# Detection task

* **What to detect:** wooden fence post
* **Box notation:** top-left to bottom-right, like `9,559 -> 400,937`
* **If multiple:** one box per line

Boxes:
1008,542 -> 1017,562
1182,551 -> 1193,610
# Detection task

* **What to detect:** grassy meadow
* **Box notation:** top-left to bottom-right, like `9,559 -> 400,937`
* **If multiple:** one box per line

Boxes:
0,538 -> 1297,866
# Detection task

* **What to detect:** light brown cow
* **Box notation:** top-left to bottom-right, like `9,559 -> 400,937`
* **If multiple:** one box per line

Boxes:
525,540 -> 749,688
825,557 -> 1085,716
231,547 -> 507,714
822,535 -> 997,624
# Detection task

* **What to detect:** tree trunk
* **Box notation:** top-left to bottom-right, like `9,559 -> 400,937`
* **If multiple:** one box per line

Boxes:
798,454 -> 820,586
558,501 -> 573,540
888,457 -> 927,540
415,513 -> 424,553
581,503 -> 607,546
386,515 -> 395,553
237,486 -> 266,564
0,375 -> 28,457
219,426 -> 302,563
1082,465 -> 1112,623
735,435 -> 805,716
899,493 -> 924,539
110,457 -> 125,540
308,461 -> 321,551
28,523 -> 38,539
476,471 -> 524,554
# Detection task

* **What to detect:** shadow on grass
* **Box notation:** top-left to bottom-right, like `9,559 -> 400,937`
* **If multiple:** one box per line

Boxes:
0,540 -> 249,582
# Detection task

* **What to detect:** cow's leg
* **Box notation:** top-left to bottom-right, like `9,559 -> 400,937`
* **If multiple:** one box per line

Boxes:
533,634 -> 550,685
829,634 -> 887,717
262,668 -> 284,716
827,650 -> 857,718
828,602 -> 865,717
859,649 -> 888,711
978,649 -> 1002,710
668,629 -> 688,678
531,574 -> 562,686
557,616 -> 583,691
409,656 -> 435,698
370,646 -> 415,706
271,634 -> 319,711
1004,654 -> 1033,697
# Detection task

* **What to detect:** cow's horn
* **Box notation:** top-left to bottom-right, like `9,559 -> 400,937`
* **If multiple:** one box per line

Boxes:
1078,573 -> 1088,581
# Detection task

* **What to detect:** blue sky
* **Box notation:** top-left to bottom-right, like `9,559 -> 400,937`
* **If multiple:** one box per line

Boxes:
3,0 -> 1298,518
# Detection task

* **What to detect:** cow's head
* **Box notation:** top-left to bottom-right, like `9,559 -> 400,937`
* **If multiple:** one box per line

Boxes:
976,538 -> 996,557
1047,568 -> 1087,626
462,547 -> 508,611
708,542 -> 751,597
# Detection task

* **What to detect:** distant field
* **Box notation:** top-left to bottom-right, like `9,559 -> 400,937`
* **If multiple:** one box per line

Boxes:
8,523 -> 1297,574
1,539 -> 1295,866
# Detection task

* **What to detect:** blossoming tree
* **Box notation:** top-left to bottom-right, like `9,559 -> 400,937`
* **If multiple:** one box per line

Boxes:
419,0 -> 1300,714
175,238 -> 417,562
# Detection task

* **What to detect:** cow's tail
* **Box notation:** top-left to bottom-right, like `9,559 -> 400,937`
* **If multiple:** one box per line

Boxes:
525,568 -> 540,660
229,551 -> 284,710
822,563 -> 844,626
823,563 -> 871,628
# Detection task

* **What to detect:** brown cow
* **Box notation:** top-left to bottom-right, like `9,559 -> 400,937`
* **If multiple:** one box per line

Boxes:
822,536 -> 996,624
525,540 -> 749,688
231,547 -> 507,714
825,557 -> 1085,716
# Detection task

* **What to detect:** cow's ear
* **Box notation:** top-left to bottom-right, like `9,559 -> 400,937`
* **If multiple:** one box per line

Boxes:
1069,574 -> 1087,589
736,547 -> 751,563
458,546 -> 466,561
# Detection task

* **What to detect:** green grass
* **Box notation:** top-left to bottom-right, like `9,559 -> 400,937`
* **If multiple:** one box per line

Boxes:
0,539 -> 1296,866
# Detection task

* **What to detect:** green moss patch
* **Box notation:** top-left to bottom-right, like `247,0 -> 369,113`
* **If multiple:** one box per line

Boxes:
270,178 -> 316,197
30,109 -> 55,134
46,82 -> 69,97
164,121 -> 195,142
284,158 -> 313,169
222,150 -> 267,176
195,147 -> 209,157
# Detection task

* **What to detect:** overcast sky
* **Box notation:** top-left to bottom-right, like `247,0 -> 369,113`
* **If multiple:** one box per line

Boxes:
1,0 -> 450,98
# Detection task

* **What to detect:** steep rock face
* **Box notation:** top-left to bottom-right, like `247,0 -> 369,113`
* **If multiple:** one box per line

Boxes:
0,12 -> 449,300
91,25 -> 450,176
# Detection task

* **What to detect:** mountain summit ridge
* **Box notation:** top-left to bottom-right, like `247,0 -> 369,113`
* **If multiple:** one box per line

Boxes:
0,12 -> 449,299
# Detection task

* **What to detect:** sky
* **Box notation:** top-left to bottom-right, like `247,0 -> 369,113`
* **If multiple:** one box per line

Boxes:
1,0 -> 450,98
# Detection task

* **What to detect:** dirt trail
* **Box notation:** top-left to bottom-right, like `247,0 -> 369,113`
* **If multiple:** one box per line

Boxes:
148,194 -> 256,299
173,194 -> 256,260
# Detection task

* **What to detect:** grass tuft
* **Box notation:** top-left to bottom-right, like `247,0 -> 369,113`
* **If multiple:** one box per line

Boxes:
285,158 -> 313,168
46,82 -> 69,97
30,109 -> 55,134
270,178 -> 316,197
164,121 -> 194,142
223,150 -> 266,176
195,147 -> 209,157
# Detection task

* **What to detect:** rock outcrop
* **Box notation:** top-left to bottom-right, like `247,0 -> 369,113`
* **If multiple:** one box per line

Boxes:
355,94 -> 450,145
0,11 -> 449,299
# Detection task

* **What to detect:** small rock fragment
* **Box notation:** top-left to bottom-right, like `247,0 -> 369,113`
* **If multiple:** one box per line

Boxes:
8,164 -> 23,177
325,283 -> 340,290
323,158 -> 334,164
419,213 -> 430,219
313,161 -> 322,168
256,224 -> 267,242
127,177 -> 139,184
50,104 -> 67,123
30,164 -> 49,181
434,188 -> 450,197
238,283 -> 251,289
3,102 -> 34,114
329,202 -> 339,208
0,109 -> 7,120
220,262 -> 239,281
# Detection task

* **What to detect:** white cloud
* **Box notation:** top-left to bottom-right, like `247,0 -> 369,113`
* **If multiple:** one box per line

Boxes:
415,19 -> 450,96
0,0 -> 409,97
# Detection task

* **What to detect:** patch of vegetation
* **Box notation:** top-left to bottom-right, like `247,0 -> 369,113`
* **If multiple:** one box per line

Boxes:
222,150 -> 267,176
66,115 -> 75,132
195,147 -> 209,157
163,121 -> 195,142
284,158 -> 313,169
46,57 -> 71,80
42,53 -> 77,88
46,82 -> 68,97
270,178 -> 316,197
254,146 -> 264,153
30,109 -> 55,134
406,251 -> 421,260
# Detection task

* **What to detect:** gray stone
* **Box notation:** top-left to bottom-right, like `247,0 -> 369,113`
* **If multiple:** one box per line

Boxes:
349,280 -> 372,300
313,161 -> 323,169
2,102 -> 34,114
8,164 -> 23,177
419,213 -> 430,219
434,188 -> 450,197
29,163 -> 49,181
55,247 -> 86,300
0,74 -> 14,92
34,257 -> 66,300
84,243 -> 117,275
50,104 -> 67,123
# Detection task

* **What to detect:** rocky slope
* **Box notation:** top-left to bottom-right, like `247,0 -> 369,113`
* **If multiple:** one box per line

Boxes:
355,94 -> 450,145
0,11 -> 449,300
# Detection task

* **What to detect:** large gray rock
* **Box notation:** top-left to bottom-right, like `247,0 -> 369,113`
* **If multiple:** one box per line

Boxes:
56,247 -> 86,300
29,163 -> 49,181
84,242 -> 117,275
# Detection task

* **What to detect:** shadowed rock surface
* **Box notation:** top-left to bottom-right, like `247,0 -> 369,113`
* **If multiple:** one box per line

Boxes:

EXERCISE PROMPT
Among the entries above, how many lines contain the string "gray"? Only the number should be given.

REPLY
2